MATERIAL SHOWN: Begin
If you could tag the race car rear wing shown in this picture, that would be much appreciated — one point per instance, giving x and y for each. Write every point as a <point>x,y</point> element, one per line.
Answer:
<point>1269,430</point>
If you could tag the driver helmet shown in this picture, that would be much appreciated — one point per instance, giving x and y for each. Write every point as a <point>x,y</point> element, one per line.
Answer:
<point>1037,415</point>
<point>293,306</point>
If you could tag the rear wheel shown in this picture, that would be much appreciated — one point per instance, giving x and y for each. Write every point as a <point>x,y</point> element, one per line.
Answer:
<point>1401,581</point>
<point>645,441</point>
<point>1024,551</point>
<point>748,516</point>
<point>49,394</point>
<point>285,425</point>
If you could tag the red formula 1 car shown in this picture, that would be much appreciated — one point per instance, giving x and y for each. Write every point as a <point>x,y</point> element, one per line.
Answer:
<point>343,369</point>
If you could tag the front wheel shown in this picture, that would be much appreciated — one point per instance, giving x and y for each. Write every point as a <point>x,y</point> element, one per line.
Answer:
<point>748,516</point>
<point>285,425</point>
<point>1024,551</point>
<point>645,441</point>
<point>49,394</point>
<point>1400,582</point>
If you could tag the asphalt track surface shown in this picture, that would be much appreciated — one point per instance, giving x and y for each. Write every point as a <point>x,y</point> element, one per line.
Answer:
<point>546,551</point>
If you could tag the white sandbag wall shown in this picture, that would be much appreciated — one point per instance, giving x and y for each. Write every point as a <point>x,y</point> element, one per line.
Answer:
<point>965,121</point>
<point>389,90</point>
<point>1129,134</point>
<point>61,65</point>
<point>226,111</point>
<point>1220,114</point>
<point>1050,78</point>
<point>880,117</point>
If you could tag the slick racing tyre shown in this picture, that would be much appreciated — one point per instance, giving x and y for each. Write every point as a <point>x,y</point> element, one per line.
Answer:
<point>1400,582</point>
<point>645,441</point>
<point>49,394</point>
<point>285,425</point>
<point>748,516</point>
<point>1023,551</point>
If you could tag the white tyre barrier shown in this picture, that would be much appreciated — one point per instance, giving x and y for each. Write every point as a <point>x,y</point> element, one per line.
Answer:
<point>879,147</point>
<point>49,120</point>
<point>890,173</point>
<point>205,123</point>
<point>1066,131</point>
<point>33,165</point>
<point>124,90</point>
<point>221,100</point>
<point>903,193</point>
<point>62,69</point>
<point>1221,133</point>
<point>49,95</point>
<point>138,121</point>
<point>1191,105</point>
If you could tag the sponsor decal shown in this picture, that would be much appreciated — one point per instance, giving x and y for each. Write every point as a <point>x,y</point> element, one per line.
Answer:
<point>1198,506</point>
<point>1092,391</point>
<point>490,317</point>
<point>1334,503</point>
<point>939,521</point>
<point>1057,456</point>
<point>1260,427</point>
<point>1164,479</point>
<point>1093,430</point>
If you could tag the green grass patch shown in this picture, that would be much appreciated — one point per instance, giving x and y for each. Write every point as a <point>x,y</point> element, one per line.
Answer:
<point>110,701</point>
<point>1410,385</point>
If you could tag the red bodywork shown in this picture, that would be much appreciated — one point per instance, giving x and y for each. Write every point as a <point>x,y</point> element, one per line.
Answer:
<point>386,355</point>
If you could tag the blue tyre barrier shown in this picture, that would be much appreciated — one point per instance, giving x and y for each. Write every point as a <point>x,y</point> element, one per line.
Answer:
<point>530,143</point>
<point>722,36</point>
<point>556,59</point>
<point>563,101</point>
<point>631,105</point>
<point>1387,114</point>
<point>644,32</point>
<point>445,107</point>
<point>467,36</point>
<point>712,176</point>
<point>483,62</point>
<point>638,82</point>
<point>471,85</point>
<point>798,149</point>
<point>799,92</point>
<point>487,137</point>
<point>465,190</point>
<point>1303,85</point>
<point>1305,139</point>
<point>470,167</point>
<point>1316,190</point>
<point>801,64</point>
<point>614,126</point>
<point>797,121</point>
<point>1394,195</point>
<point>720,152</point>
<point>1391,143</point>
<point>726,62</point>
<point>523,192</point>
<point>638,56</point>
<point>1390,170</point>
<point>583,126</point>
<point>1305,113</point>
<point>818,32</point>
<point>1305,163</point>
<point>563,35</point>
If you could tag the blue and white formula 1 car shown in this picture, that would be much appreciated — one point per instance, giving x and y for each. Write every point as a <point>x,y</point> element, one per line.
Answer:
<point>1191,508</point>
MATERIAL SHOWN: End
Reproduce all of the data exactly as given.

#### [OUTPUT FOR THIS EXERCISE]
If you could tag the race car rear wing shown in this picture, that would be much appreciated — one point per instance, giving x and y for each. Write every point as a <point>x,y</point> element, one per line.
Answer:
<point>1269,430</point>
If you could tag the driver helmet shown in this picture, that would be much appreciated — one point per instance, giving x and y for each. Write every point as a <point>x,y</point> element, one per line.
Answer:
<point>1037,415</point>
<point>293,306</point>
If you could tag the rear wheel shown in this picture, that would be much appreciated — one point per instance, giving x and y for each. Write every point as a <point>x,y</point> element, one per line.
Answer:
<point>1401,581</point>
<point>645,441</point>
<point>1024,551</point>
<point>748,516</point>
<point>49,394</point>
<point>285,425</point>
If you could tag the red formula 1 car shown in this picture, that would be much appreciated — one point per instance, giving x and y for each. Write every point as a <point>x,y</point> element, one per line.
Answer:
<point>343,369</point>
If you could tag the front wheel shown in this picture, that would be much appreciated — one point per instance, giving x and y for each. Write every point as a <point>x,y</point> element, one per line.
Answer:
<point>748,516</point>
<point>285,425</point>
<point>1024,551</point>
<point>645,441</point>
<point>49,394</point>
<point>1400,582</point>
If you could tag the asphalt track surface shown in this picture, that would be much appreciated — one point per instance, giving x and y for each. Write every point as a <point>x,y</point> element, one per line.
Answer:
<point>546,551</point>
If you could tag the white sandbag wall shown in this picture, that would be much appreciated — one point per instance, giving x and y for each. Write every point as a <point>x,y</point> element, one per line.
Answer:
<point>965,121</point>
<point>389,90</point>
<point>1129,134</point>
<point>61,65</point>
<point>226,111</point>
<point>1220,114</point>
<point>1050,78</point>
<point>880,117</point>
If you could tag the slick racing tyre shown in this picture, that would be much appreciated — one point per instance, giving x and y for each. Write every point as a <point>x,y</point> element, one per line.
Answer:
<point>1400,582</point>
<point>645,441</point>
<point>49,394</point>
<point>285,425</point>
<point>748,516</point>
<point>1023,551</point>
If you could tag the white tyre barrier shown in this picture, that would be much appreciated — one point per instance, giving x and y for each. Write every point as a <point>x,y</point> element, one per line.
Answer:
<point>879,147</point>
<point>49,120</point>
<point>890,173</point>
<point>205,123</point>
<point>1066,131</point>
<point>33,165</point>
<point>124,90</point>
<point>221,100</point>
<point>903,193</point>
<point>62,69</point>
<point>1221,133</point>
<point>49,95</point>
<point>138,121</point>
<point>1191,105</point>
If you could tag the sponsor decal shown in this picture, that would be much appreciated — one point per instance, giving x and y for each. Write every point as a <point>x,y</point> element, one per line.
Answer:
<point>1198,506</point>
<point>1092,391</point>
<point>490,317</point>
<point>1334,503</point>
<point>939,521</point>
<point>1057,456</point>
<point>1260,427</point>
<point>1164,479</point>
<point>1093,430</point>
If you could tag the green grass patch shown in this picture, that would be much appreciated — one point per instance, giving x and y for each. Write every point as a <point>x,y</point> element, one per line.
Answer:
<point>110,701</point>
<point>1410,385</point>
If you could tag the red bodywork shown in this picture, that would be much appreciated — one point per instance, giving x and y for each. Write every point as a <point>x,y</point> element, one per line.
Answer:
<point>386,355</point>
If you could tag the blue tyre barrier shown in this picture, that would be much appreciated — one point per instance, giving x and y for each. Write every point as a <point>x,y</point> element, one per line.
Answer:
<point>530,143</point>
<point>722,36</point>
<point>556,59</point>
<point>563,101</point>
<point>631,105</point>
<point>1387,114</point>
<point>644,32</point>
<point>445,107</point>
<point>467,36</point>
<point>712,176</point>
<point>483,62</point>
<point>638,82</point>
<point>471,85</point>
<point>798,149</point>
<point>799,92</point>
<point>487,137</point>
<point>465,190</point>
<point>1303,85</point>
<point>1305,139</point>
<point>470,167</point>
<point>1316,190</point>
<point>801,64</point>
<point>614,126</point>
<point>797,121</point>
<point>1394,195</point>
<point>720,152</point>
<point>1391,143</point>
<point>726,62</point>
<point>523,192</point>
<point>638,56</point>
<point>1390,170</point>
<point>583,126</point>
<point>1305,113</point>
<point>818,32</point>
<point>1305,163</point>
<point>563,35</point>
If you could tag the blue and white formula 1 car shown in this picture, that would be much appreciated — one point per instance, giving x and y for each. Write every point as a <point>x,y</point> element, one per line.
Answer:
<point>1191,508</point>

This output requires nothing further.